• 本文:
────

妊婦の身体の冷えは、お腹の強い張りや便秘・むくみなど妊娠中気になる部分に悪影響を与えますが、同様に腰痛を酷くする原因でもあります。

身体が冷えると交感神経が優位になって、呼吸が浅くなったり筋肉を緊張させる作用をもたらしますが、それが毎日緊張を強いられている背筋に更にプレッシャーを与える事になり、腰痛へと繋がるのです。

温かい飲み物や食べ物を中心に摂る、下半身の保温、運動をして代謝エネルギーをアップさせて体温を作る、など対策は色々ありますが、即効を期待するならカイロを使いましょう。腰に貼れば、カイロの熱が背中の筋肉の緊張を緩めて痛みを改善してくれます。

妊娠中の腰痛解消方法

腰痛解消は所作から

腰痛解消は所作から

腰痛を一刻も早く解消したいのなら、日々の所作から変えていきましょう。椅子に座るとき、足を組んでいると骨盤全体が歪んで腰痛を発生させやすくします。

また、荷物を片方の手でばかり持つのも歪みを引き起こす原因です。身体をバランスよく使えるよう、意識するだけでも筋肉バランスが整えられ、腰痛解消になります。

ストレッチの習慣

ストレッチの習慣

妊婦さんは、お腹が大きくなるにつれて、腰を沿ったり、身体を歪ませたりすることが多くなります。バランスの良い身体の使い方が理想的ですが、どうしても歪みが発生してしまう時は、ストレッチでリセットしていきましょう。

特に、肩や背中が丸まって猫背になると、腰に負担がかかりやすくなります。腕を万歳の状態でストレッチするだけでも、腰痛解消に効果的です。腰痛を感じた時は、背もたれに腰掛けながら、ゆっくりと上半身の丸まりをリセットして腰痛対策していくようにしましょう。

水中ウォーキングがおススメなワケ

水中ウォーキングがおススメなワケ

妊娠中に腰痛に悩まされる方は、大抵筋肉量が少ないのが原因です。立った時にバランスをとろうとして反った腰を支えられる筋肉が少ないのですぐ痛くなってしまうのですが、だからと言って腰周りの筋肉をつけるような運動は腹圧がかかってお腹の張りが酷くなってしまいます。

妊娠中の運動はウォーキングなどが手軽ですが、腰痛がある方は衝撃が腰に伝わらないような歩き方を意識しましょう。また近くにプールがある方はぜひ水中ウォーキングを試してみてはいかがでしょう。

腰への負担が軽減されるので、しっかり運動できて腰も痛くない一石二鳥の運動です。それすらも億劫という方は、家でゆっくりストレッチやマタニティヨガをするのも良いですね。

マタニティヨガのススメ

マタニティヨガのススメ

妊婦さんの身体は、赤ちゃんの成長に連れてどんどんと変化していきます。だからこそ、その都度腰痛の原因を、根本から解消していくことが大切です。

────

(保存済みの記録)
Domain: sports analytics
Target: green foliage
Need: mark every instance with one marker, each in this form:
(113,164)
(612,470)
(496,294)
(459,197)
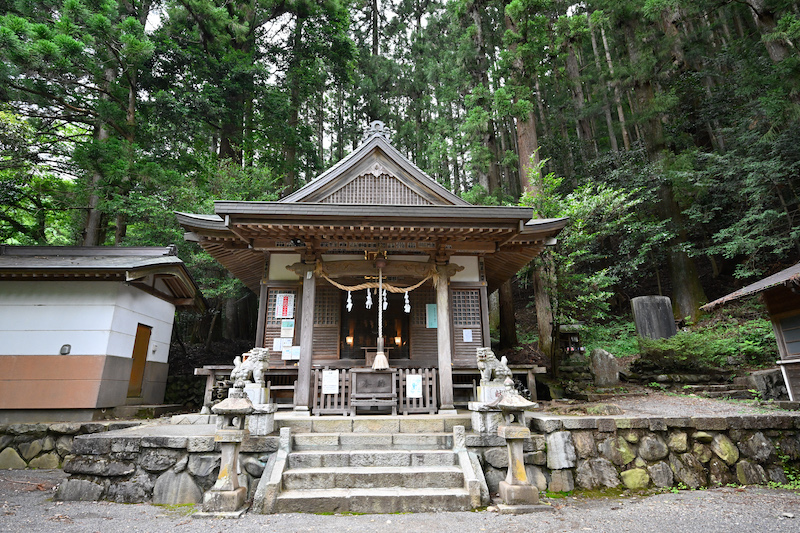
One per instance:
(721,344)
(601,218)
(616,337)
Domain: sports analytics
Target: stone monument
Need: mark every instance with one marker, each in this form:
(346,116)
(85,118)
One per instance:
(653,317)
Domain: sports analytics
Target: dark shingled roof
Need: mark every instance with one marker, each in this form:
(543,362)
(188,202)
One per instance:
(791,274)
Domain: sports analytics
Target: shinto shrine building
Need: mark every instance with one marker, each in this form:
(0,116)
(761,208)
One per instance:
(314,256)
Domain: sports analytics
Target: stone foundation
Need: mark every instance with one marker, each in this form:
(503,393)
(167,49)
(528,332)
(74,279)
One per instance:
(45,445)
(639,453)
(172,469)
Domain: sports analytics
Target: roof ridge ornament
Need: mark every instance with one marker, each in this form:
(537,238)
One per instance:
(377,127)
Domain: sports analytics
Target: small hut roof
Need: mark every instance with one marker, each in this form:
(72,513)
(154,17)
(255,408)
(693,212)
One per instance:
(139,266)
(785,277)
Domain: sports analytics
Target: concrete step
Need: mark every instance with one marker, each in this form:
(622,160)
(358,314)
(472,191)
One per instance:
(145,411)
(384,500)
(374,424)
(371,458)
(365,441)
(735,394)
(410,477)
(724,387)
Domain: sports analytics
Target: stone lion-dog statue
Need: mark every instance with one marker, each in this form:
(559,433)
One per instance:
(251,366)
(490,368)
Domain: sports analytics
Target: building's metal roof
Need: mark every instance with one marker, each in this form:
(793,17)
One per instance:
(136,265)
(784,277)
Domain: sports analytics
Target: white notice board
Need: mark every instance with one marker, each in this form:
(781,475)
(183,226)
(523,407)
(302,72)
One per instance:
(414,386)
(284,305)
(330,382)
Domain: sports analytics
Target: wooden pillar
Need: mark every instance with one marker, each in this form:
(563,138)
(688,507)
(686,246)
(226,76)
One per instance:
(302,392)
(262,314)
(444,335)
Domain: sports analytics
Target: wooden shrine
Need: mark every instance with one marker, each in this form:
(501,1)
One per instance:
(316,257)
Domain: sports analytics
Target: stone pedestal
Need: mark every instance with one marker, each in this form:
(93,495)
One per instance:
(262,420)
(485,420)
(226,498)
(257,393)
(490,391)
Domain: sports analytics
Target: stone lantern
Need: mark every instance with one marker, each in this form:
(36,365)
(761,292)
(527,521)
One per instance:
(516,489)
(227,497)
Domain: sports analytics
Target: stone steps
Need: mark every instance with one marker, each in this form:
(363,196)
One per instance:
(368,477)
(734,394)
(365,441)
(724,387)
(373,480)
(374,500)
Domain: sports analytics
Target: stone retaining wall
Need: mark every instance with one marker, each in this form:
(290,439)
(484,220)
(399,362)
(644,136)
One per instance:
(564,453)
(157,469)
(45,445)
(639,453)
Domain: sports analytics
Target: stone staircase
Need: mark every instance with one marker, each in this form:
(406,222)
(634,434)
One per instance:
(354,472)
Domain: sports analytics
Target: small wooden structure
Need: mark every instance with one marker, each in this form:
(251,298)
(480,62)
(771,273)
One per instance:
(781,294)
(86,328)
(304,254)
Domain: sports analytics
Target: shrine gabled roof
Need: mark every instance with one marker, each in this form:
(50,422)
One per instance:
(375,173)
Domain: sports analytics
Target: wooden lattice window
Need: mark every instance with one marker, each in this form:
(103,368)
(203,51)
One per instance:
(273,295)
(466,308)
(326,308)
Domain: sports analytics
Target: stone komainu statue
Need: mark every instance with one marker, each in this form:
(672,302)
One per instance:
(252,368)
(491,369)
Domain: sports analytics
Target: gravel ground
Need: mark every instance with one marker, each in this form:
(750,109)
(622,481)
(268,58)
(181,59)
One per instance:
(666,405)
(26,505)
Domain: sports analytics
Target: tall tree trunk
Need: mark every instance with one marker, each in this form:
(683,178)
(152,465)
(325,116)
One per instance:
(584,129)
(543,291)
(626,141)
(290,149)
(764,17)
(612,136)
(508,323)
(93,230)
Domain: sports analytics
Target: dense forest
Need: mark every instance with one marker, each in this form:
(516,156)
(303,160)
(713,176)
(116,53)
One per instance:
(666,129)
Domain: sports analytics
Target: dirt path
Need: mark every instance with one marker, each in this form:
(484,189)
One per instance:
(26,505)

────

• 課題 1: 妊娠中の腰痛に関する本文から、「椅子に座るとき、足を組んでいると骨盤全体が歪んで腰痛を発生させやすくします。」という一文を英語に訳してください。
• 課題 2: 妊娠中の腰痛に関する本文の最後の一文の後に続く部分を書き足してください。

• 解答例 1: When you sit in a chair, crossing your legs distorts the entire pelvis and makes back pain more likely to occur.

• 解答例 2:
ストレッチを習慣にするのも良いですが、より細部まで身体を整えていきたいと考えるなら、マタニティヨガがオススメです。マタニティヨガは、妊婦さんでも安心してヨガが行えるようプログラムされています。ゆっくりと呼吸しながらヨガを行えますし、妊婦さんばかりなので、気兼ねなく楽しむことができます。

ヨガでリラックス

ヨガでリラックス

マタニティヨガは、妊婦さんでも安心して受けられるヨガのひとつです。腰痛対策のひとつとしてもオススメですが、リラックスしたいという妊婦の方にも最適です。ヨガは、呼吸を大切にするものなので、身体をゆっくりと動かしながらリラックスすることができます。

妊婦さんは、日々の生活の中でたくさんのストレスや不安を受けやすい状態にありますから、マタニティヨガで定期的にストレス発散するようにしましょう。

マタニティ整体で腰痛軽減

マタニティ整体で腰痛軽減

あれこれ試してみたけど腰痛が全く軽減されない、という方はプロに頼むのも良いかもしれません。接骨院や整体の多くは体調の変化が起こりやすいという理由で妊婦への治療を断る所も多いですが、最近はマタニティコースのある医院も多くなっています。

妊婦向けの治療は無理をせずお腹へ負担をかけないような方法がメインで、骨盤を適度に矯正したり全身の歪みを整えて腰痛や肩こり・頭痛などを改善に効果を出しています。

ただし保険適用ではない医院も多い為、続けて通えばお金の面で負担になる事も考えられます。行く前に良く情報収集をして、自分にぴったりの医院を見つけましょう。

湿布を使う時は成分を良くチェックして

湿布を使う時は成分を良くチェックして

腰痛や肩こりを軽減するには湿布が一番手軽な方法ですが、妊娠中はその湿布に含まれている成分によっては使用できない商品があるのを覚えておきましょう。

湿布の効果は消炎鎮痛ですが、それは痛みを感じる周辺の血管を収縮させて炎症物質をそれ以上広げないようにする働きによるものです。

その働きが強力な湿布では血管収縮作用が非常に強く、中には胎児の血管までも収縮させて胎児死亡の原因となった商品もあるため、妊婦が使えない湿布には使用できない旨の注意書きがしっかりされています。腰痛に湿布を使う時には、注意書きや成分を良くチェックしましょう。

寝るときの姿勢にワンポイント

寝るときの姿勢にワンポイント

腰痛の感じ方は、妊婦さんによって違います。動いている時に腰痛を感じる方もいれば、座っているときや、眠るときに腰痛を感じる方もいらっしゃるでしょう。中でも、腰痛で眠れないというのは辛いので、きちんと対策していきましょう。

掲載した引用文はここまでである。